_To be done_:
Output the lines that follow exactly as they are.

(Object location annotation data)
>> Begin
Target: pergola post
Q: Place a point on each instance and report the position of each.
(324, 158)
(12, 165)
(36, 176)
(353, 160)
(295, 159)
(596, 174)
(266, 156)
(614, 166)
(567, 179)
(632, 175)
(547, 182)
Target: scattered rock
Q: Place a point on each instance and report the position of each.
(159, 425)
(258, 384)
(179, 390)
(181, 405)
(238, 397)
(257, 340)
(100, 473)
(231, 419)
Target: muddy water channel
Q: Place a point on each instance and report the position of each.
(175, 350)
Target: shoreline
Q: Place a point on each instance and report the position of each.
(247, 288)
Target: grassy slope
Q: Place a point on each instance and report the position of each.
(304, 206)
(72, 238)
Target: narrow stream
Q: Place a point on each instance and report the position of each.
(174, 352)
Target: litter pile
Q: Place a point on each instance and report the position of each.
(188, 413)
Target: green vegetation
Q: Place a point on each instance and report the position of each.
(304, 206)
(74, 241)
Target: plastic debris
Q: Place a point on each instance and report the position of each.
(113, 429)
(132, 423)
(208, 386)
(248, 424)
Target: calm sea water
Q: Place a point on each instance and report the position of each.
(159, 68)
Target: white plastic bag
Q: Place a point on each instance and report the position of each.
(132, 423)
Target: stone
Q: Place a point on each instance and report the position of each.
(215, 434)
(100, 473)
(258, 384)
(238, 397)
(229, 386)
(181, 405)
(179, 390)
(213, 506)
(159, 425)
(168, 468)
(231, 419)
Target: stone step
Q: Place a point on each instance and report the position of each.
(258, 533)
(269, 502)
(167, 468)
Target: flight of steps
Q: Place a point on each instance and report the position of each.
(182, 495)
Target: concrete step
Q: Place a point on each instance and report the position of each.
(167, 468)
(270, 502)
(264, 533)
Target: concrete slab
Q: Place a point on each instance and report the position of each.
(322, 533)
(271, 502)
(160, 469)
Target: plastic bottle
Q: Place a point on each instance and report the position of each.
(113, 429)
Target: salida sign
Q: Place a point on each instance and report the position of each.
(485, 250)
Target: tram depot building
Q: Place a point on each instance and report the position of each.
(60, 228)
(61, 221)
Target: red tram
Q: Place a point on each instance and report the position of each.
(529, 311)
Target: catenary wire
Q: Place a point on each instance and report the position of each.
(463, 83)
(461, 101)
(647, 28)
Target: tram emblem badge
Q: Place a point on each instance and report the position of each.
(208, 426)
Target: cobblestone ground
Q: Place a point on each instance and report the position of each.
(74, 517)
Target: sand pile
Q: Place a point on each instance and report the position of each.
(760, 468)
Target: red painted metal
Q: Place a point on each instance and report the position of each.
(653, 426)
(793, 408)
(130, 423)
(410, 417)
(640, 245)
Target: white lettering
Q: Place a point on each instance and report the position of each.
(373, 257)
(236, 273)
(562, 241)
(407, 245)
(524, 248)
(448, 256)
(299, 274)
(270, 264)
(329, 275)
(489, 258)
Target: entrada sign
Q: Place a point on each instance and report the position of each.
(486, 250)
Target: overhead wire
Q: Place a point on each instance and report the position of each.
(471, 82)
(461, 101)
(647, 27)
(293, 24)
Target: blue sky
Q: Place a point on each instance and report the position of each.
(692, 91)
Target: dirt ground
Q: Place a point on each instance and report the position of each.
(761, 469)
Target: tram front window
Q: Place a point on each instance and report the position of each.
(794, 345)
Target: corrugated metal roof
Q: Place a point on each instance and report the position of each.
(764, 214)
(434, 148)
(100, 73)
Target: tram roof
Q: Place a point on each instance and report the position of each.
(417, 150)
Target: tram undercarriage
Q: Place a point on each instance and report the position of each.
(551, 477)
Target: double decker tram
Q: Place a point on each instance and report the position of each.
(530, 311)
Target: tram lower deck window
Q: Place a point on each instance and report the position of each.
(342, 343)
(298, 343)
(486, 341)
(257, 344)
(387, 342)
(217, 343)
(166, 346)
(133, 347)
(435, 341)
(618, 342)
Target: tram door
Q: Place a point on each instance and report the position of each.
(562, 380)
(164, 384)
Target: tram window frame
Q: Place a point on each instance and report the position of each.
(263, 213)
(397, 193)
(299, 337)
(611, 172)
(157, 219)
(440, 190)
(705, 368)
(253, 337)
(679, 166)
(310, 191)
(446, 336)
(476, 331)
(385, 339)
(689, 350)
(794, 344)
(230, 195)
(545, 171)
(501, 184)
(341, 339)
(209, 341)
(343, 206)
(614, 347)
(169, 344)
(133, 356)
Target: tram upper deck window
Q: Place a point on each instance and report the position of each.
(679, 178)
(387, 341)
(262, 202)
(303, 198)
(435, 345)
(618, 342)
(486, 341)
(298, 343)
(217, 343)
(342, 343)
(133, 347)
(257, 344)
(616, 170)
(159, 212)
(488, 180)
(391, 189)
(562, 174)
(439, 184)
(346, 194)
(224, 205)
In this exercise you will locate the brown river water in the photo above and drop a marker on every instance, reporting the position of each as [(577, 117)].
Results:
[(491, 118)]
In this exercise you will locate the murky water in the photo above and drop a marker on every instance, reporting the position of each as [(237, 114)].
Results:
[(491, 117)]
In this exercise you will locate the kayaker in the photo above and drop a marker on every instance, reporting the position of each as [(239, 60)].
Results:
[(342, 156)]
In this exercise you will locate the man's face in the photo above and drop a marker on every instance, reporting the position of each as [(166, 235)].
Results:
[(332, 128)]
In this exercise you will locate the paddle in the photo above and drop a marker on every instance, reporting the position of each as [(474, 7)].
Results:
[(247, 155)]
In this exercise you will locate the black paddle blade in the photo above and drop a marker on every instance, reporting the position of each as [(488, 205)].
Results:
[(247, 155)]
>> End
_Finished answer_:
Target: pergola post
Q: Place a point on each instance and report the position of each.
(324, 158)
(12, 165)
(36, 176)
(353, 160)
(295, 159)
(596, 174)
(266, 156)
(614, 166)
(567, 179)
(632, 175)
(547, 182)
Target: scattered rock
Q: Place a point on each instance and report the position of each.
(159, 425)
(258, 384)
(179, 390)
(181, 405)
(238, 397)
(257, 340)
(100, 473)
(231, 419)
Target: muddy water channel
Q: Place a point on each instance and report the position of each.
(175, 350)
Target: shoreline
Q: Place a point on each instance and report the position of each.
(247, 288)
Target: grassy slope
Q: Place a point on each instance and report the position of each.
(304, 206)
(72, 238)
Target: narrow stream
Q: Place a point on each instance and report the position of each.
(174, 352)
Target: litter pile
Q: Place a point on each instance and report the position of each.
(188, 413)
Target: green vegetation
Q: Place a point on each instance and report the position of each.
(304, 206)
(74, 241)
Target: plastic debris
Q: Place a point on each instance and report the position of each.
(113, 429)
(132, 423)
(208, 386)
(248, 424)
Target: calm sea water
Q: Place a point on each instance and report the position of each.
(159, 68)
Target: white plastic bag
Q: Place a point on each instance and report the position of each.
(132, 423)
Target: stone
Q: Place a point on each instance and report the position of each.
(215, 434)
(100, 473)
(258, 384)
(238, 397)
(229, 386)
(181, 405)
(179, 390)
(213, 506)
(159, 425)
(168, 468)
(231, 419)
Target: stone step
Q: Place a point on each instance and report the position of each.
(258, 533)
(269, 502)
(167, 468)
Target: flight of steps
Q: Place a point on each instance and report the position of each.
(182, 495)
Target: concrete step
Q: Place a point on each instance and report the position of each.
(167, 468)
(270, 502)
(264, 533)
Target: concrete slab
Q: Place a point on each instance and report the position of each.
(322, 533)
(271, 502)
(160, 469)
Target: plastic bottle
Q: Place a point on each instance and report the position of each.
(113, 429)
Target: salida sign
Q: Place a point on each instance and report the position of each.
(485, 250)
Target: tram depot building
Q: Place a point on each instance and report the position of each.
(60, 228)
(61, 221)
Target: red tram
Q: Place a point on each instance and report the position of each.
(529, 311)
Target: catenary wire
Q: Place a point on each instance and report the position of each.
(463, 83)
(461, 101)
(647, 28)
Target: tram emblem badge
Q: Place a point on each instance and report the position of each.
(208, 426)
Target: cobblestone ground
Q: Place a point on each instance and report the position of each.
(74, 517)
Target: sand pile
Q: Place a point on each instance and report the position of each.
(760, 468)
Target: red painted metal
Q: Place a point on each instance and report the position of each.
(653, 426)
(793, 408)
(130, 423)
(410, 417)
(640, 245)
Target: white lettering
Q: Place a point on each instance and report the position of each.
(373, 257)
(236, 273)
(562, 241)
(407, 245)
(524, 248)
(448, 256)
(299, 274)
(270, 264)
(329, 275)
(489, 258)
Target: entrada sign
Q: Place a point on each instance and report the position of each.
(486, 250)
Target: overhead wire
Q: Place a point on each instance and report the position of each.
(471, 82)
(461, 101)
(647, 27)
(293, 24)
Target: blue sky
Q: Place a point on each instance and report the position of each.
(692, 91)
Target: dirt ground
Q: Place a point on each instance and report the position of each.
(761, 469)
Target: tram front window
Q: Place a point on each instance and report the position of each.
(794, 345)
Target: corrugated metal roof
Q: Place a point on each instance and report the position of each.
(764, 214)
(434, 148)
(100, 73)
Target: tram roof
Q: Place a point on each instance and report the position of each.
(417, 150)
Target: tram undercarriage
Q: Place a point on each instance and report the position of each.
(551, 477)
Target: double decker tram
Q: Place a point on each instance and report the position of each.
(530, 311)
Target: tram lower deck window
Q: Place a point on each instance and report the position of each.
(342, 343)
(298, 343)
(486, 341)
(257, 344)
(387, 342)
(217, 343)
(166, 346)
(133, 347)
(435, 341)
(618, 342)
Target: tram door
Q: Place a point on each instance and report the position of each.
(562, 380)
(164, 384)
Target: tram window frame
Q: Place a point on each instance and report the position of each.
(263, 213)
(397, 193)
(299, 337)
(611, 172)
(157, 219)
(440, 190)
(705, 368)
(253, 337)
(679, 166)
(310, 191)
(446, 336)
(476, 331)
(385, 339)
(689, 350)
(794, 344)
(230, 195)
(545, 171)
(501, 184)
(341, 339)
(209, 341)
(343, 206)
(614, 347)
(169, 344)
(133, 356)
Target: tram upper deck window
Q: Place a point on each instance and report the position of each.
(679, 178)
(387, 341)
(262, 202)
(303, 198)
(435, 345)
(618, 342)
(486, 341)
(298, 343)
(217, 343)
(342, 343)
(133, 347)
(257, 344)
(616, 170)
(159, 212)
(488, 180)
(391, 189)
(562, 174)
(439, 184)
(346, 194)
(224, 205)
In this exercise you will locate the brown river water in the photo above and drop a marker on every instance, reporting the position of each as [(577, 117)].
Results:
[(491, 118)]
In this exercise you will locate the murky water in the photo above and drop a marker on every instance, reporting the position of each as [(237, 114)].
Results:
[(491, 117)]
In this exercise you will locate the kayaker in the photo above and drop a marker on every instance, reporting the position of each as [(239, 60)].
Results:
[(342, 156)]
In this exercise you will locate the man's face in the photo above and drop a marker on every instance, reporting the position of each as [(166, 235)].
Results:
[(332, 128)]
In this exercise you will locate the paddle in the photo above and drop a marker on every instance, reporting the position of each as [(474, 7)].
Results:
[(247, 155)]
In this exercise you will locate the black paddle blade in the photo above and drop a marker on every instance, reporting the position of each as [(488, 205)].
Results:
[(247, 155)]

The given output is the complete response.